[The request]:
Transcribe only the part of the listing below that begins at the line containing "text as a single point per instance." and runs to its final line, keeping both ends.

[Given records]:
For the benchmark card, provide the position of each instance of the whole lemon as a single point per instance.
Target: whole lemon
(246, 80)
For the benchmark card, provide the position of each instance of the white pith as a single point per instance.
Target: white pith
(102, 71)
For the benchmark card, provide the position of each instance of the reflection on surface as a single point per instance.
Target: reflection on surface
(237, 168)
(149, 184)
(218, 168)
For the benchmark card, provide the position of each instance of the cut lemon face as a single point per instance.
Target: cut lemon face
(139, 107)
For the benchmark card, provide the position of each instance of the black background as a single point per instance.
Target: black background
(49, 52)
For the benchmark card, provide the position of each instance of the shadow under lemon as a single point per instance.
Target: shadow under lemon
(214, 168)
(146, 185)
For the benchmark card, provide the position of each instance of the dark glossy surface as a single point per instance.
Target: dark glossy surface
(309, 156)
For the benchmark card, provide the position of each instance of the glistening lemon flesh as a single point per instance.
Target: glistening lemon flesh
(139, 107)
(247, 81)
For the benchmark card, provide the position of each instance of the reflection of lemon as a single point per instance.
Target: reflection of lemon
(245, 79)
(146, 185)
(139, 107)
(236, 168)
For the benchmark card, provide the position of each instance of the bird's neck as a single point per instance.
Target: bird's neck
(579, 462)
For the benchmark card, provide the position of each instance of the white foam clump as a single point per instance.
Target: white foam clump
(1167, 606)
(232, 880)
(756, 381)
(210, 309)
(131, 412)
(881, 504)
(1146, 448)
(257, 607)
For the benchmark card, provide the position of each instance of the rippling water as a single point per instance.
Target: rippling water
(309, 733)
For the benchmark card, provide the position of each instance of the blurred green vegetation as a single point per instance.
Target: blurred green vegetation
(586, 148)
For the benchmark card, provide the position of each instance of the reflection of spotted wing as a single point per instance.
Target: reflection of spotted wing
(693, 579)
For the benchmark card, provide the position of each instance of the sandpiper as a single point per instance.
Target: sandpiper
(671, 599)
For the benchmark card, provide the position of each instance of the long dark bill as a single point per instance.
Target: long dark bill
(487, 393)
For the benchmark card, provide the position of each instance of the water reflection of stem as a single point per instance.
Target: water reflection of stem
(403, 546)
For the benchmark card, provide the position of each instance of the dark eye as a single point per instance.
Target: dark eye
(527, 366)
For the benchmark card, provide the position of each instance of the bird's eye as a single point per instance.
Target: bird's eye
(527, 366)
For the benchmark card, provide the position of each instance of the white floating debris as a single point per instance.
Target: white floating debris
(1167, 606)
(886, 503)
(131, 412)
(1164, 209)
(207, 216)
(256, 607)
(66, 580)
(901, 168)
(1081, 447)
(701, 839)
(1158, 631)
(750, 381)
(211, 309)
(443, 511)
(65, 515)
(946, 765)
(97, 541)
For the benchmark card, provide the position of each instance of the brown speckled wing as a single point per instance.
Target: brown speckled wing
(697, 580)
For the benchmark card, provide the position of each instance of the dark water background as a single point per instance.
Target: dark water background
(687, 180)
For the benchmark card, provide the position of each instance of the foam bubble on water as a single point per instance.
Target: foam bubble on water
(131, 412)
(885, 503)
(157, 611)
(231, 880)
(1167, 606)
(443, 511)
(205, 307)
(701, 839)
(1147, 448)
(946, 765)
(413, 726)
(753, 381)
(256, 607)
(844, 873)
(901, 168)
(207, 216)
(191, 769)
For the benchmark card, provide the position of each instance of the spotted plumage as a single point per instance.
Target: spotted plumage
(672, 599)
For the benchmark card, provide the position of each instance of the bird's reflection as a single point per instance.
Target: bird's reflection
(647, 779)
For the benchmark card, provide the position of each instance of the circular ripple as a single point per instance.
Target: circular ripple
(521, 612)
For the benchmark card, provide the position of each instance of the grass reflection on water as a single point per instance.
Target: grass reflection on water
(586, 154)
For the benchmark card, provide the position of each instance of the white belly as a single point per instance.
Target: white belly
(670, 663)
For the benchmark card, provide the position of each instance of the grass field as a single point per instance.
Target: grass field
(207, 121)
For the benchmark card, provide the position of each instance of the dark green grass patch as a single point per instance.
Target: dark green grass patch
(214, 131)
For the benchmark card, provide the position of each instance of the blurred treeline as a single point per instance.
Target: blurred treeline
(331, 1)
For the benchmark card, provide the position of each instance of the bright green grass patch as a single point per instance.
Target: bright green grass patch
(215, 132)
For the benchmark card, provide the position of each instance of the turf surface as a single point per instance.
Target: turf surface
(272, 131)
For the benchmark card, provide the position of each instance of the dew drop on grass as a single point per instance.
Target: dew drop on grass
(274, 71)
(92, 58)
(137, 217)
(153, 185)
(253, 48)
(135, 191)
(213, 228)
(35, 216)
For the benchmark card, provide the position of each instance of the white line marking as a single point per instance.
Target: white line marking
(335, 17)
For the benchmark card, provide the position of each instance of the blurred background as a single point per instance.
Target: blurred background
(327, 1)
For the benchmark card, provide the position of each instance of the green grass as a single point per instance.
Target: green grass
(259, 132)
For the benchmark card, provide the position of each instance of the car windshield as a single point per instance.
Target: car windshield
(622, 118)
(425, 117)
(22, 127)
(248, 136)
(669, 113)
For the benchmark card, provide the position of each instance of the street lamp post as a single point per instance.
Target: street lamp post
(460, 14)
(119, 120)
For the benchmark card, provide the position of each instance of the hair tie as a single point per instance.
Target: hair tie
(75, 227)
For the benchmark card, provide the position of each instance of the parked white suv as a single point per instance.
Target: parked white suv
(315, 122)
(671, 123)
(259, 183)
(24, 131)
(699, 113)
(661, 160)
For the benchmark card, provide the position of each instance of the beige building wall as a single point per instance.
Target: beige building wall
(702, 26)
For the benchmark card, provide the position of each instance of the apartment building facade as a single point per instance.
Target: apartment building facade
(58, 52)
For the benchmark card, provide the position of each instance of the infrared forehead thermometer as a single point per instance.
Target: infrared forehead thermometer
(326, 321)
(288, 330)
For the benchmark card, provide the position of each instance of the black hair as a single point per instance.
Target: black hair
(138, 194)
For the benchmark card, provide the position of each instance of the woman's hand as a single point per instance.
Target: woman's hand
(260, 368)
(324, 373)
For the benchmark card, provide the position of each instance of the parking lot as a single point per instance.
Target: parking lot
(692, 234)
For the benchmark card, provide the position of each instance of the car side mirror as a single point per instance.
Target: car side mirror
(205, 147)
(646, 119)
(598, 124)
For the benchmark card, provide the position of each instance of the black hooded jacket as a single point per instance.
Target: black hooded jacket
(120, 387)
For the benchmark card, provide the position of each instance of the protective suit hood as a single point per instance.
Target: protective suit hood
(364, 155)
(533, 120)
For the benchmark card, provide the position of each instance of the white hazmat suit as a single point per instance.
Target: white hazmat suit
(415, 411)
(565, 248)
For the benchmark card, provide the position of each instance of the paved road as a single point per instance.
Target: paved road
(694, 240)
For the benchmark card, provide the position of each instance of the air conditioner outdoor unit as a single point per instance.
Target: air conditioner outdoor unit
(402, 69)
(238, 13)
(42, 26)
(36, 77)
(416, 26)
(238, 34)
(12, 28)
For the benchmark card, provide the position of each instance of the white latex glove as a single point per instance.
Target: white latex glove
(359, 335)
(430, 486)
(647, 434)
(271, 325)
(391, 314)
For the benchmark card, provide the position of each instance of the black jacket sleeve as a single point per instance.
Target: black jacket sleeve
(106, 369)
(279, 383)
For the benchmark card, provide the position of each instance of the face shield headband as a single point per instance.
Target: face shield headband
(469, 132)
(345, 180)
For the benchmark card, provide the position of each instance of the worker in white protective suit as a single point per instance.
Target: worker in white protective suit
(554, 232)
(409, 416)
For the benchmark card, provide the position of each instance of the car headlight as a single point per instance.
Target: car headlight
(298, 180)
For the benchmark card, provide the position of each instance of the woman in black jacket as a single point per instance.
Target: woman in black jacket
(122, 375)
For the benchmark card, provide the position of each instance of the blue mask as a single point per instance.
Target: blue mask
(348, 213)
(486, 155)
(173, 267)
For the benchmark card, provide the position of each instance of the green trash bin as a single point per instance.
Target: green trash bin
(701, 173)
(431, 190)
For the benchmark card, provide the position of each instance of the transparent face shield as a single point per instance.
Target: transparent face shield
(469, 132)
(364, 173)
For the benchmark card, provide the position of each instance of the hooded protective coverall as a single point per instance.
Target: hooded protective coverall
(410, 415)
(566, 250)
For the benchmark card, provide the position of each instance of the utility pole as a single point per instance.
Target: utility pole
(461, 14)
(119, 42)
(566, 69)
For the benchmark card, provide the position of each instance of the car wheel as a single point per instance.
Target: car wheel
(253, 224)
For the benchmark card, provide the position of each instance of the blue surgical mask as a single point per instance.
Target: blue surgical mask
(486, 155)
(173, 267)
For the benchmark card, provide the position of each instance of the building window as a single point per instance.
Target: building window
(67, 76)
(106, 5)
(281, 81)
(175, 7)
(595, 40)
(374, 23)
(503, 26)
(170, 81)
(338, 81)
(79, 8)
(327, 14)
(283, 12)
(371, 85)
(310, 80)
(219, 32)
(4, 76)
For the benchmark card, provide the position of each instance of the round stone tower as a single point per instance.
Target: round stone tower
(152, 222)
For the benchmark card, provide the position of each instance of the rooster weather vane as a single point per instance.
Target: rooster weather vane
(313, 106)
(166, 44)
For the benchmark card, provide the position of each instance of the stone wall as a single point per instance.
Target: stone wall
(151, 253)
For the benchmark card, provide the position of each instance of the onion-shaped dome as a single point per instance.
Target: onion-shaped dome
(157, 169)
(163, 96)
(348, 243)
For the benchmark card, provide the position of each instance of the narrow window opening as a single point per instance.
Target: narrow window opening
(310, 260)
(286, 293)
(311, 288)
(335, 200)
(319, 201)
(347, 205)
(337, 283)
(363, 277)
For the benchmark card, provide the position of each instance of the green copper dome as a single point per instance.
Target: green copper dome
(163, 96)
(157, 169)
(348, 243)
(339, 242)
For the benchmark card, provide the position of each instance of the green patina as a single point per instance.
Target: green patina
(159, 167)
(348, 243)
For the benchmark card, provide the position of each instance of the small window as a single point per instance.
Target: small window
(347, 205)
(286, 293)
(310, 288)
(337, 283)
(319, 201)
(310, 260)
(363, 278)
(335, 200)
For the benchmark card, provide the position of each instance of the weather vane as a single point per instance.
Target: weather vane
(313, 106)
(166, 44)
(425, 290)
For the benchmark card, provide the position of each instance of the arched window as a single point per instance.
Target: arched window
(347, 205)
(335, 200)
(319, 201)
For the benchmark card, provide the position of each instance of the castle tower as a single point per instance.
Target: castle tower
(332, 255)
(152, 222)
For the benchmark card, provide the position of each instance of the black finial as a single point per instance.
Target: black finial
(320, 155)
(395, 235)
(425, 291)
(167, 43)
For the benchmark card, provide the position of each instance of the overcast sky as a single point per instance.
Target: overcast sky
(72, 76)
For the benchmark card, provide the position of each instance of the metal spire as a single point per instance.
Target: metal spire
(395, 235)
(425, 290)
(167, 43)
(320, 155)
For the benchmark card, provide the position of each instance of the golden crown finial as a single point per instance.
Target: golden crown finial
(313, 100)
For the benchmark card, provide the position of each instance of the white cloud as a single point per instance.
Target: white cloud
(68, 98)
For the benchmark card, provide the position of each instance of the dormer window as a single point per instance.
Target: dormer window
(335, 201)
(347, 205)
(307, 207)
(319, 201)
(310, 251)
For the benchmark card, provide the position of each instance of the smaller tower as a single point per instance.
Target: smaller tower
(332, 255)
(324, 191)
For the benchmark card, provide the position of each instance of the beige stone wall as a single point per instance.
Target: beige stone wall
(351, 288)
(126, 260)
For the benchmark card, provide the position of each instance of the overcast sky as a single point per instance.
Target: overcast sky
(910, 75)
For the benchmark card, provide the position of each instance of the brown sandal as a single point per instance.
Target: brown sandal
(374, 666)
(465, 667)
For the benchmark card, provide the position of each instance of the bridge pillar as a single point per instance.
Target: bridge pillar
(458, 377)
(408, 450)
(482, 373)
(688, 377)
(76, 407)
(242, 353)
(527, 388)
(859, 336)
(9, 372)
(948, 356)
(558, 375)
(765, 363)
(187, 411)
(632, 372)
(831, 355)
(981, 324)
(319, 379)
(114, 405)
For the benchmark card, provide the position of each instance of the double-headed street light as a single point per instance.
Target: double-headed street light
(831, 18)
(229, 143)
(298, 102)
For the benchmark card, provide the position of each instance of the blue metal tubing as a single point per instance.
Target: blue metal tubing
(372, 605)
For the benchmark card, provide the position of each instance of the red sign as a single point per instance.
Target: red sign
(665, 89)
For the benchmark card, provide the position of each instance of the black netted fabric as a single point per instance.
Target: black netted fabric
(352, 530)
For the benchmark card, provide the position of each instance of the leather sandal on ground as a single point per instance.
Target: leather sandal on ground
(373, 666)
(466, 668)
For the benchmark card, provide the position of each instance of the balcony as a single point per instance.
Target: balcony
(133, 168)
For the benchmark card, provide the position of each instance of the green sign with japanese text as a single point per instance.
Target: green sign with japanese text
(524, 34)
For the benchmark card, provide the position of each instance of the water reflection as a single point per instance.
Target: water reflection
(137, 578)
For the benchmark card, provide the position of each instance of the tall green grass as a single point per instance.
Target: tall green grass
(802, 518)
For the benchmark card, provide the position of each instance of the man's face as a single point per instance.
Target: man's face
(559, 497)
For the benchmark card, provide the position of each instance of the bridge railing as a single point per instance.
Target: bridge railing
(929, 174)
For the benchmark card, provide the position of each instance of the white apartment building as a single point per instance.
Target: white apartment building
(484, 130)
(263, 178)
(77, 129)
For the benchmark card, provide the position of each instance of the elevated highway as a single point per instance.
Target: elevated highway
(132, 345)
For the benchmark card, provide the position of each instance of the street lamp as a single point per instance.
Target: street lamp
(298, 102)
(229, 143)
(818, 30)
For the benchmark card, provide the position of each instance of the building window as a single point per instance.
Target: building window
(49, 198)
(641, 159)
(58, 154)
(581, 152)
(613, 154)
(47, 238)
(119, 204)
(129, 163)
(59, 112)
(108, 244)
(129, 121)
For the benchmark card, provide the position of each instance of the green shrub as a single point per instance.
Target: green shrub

[Response for this exercise]:
For the benchmark card, provide the position of each instance of the green sign with japanese text as a single point per instance.
Target: green sign with japanese text
(524, 34)
For the benchmark card, provide the position of each instance of the water reflection as a single point per instance.
Target: water reflection
(137, 578)
For the benchmark card, provide the position of each instance of the tall green grass as a single point per instance.
Target: tall green grass
(802, 518)
For the benchmark card, provide the position of each instance of the man's face as a single point per instance.
Target: man's face
(559, 497)
For the benchmark card, provide the position of each instance of the bridge railing as a single point per instance.
Target: bridge railing
(929, 174)
For the benchmark card, provide the position of each instance of the white apartment building as a single point per instance.
Target: white apartment building
(484, 130)
(263, 178)
(77, 129)
For the benchmark card, provide the position of each instance of the elevated highway as a single point per instance.
Target: elevated highway
(132, 345)
For the benchmark card, provide the position of each instance of the street lamp as a single point per instance.
Target: street lamp
(298, 102)
(229, 143)
(818, 30)
For the benchmark card, provide the position of each instance of the building window as a single point per instance.
Target: building window
(49, 198)
(641, 159)
(58, 154)
(581, 152)
(613, 154)
(47, 238)
(119, 204)
(129, 163)
(59, 112)
(108, 244)
(129, 121)
For the benchmark card, provide the position of each instance of the green shrub as a single point per instance.
Target: green shrub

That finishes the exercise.